-- BEGIN Input rows --

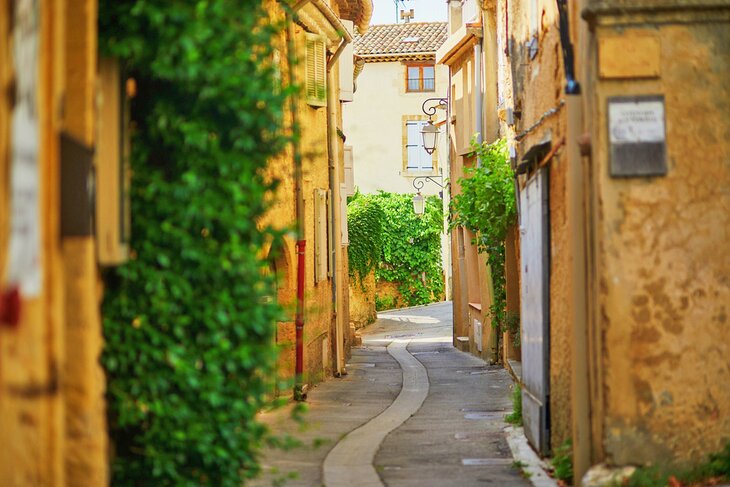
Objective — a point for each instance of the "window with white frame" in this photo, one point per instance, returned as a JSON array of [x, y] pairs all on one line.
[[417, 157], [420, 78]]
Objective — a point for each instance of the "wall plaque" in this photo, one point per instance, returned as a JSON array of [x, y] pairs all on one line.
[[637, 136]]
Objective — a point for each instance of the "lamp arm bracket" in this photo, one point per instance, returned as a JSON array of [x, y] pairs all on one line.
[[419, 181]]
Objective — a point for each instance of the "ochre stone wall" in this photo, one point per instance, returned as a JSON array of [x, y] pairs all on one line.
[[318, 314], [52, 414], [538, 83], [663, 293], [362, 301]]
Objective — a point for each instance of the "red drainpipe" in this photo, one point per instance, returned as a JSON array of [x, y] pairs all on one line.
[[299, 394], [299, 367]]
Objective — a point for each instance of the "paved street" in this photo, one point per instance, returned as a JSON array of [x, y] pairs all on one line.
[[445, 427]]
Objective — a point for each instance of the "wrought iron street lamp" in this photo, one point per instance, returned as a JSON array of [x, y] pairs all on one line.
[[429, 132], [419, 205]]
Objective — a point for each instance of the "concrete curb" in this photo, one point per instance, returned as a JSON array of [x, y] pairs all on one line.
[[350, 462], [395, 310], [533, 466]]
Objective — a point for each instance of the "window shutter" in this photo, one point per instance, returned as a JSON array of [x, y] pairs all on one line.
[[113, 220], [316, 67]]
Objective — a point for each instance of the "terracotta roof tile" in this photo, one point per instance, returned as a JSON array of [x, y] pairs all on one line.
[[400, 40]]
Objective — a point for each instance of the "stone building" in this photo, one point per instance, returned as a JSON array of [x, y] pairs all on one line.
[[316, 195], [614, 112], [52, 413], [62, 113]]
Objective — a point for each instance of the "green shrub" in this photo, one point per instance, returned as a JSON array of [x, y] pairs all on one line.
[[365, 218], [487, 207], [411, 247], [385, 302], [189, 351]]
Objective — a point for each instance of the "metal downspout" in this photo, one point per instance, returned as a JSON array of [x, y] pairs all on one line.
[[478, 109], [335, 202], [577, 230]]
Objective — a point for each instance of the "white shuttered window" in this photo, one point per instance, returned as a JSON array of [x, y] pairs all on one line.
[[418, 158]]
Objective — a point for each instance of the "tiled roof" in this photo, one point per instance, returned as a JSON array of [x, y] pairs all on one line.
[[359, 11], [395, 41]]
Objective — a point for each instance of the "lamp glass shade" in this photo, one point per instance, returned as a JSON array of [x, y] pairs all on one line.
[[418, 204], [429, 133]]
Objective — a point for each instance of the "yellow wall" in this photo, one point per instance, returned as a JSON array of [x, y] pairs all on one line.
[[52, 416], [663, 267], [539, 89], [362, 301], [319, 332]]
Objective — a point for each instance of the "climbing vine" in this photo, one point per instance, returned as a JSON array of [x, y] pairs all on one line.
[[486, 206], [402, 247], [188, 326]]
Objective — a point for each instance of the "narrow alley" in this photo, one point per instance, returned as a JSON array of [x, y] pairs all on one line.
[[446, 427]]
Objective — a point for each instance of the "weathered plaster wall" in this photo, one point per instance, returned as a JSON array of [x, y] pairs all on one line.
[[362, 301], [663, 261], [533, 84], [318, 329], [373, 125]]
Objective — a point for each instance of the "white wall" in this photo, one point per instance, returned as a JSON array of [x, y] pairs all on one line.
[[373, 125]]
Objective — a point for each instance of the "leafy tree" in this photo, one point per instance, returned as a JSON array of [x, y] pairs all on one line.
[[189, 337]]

-- END Input rows --
-- BEGIN Input rows --

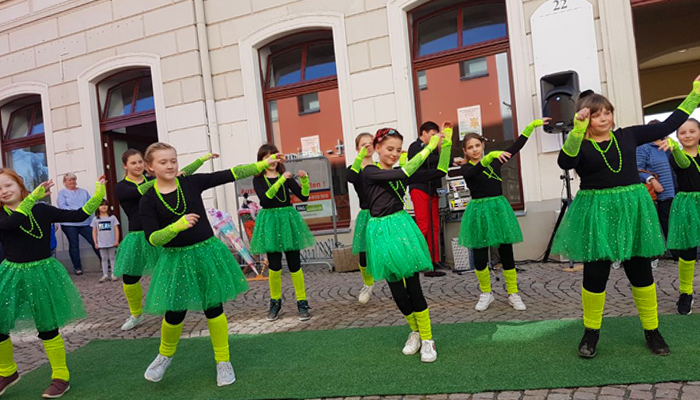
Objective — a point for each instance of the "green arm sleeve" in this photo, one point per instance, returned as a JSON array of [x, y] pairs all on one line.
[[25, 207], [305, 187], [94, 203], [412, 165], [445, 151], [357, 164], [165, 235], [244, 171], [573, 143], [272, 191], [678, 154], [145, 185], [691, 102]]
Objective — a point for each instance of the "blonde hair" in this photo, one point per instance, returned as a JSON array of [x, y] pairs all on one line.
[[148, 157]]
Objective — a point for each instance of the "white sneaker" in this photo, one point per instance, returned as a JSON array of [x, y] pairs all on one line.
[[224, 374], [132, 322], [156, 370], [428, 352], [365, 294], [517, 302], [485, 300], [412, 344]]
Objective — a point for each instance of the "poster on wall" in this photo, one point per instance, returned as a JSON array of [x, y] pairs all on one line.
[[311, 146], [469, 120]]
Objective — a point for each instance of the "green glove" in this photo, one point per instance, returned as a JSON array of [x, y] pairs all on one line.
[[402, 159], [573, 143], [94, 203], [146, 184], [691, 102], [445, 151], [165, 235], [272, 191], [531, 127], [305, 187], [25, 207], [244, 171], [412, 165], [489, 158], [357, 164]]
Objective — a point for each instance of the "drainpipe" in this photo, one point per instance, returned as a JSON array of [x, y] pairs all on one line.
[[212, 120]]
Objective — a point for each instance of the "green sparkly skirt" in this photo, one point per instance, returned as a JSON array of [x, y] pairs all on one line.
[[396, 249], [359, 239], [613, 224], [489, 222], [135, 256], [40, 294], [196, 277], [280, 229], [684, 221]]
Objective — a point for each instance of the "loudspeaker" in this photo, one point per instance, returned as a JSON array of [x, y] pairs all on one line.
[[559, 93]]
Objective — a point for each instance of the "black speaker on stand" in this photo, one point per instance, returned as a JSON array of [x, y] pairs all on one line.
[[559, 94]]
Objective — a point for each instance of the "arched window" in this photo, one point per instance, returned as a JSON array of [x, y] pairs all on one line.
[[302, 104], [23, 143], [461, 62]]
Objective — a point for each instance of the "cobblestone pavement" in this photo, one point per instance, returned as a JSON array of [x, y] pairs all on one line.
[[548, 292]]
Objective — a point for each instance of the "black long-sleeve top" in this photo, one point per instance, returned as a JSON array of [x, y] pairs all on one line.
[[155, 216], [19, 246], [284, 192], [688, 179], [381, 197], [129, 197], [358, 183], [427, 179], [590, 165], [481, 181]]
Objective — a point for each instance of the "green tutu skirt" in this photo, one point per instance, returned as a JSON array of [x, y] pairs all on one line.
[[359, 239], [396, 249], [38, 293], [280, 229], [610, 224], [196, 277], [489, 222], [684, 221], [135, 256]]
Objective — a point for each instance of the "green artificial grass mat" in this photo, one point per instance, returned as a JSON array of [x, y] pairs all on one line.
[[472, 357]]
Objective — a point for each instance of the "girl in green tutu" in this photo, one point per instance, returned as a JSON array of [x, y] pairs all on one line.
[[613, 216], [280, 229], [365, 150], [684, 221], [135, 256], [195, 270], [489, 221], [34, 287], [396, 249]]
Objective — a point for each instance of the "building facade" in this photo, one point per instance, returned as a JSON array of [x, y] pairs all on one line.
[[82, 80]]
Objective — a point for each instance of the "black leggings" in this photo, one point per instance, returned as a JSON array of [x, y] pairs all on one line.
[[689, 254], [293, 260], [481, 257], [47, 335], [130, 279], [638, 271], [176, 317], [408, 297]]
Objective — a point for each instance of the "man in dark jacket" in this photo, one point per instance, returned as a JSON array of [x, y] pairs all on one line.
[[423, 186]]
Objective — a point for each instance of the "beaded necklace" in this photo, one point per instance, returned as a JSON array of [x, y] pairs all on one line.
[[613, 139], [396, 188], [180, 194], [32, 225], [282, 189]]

-- END Input rows --

**Aim**
Tally how many lines of the items above contain the string "lamp". Reply with only that number.

**Output of the task**
3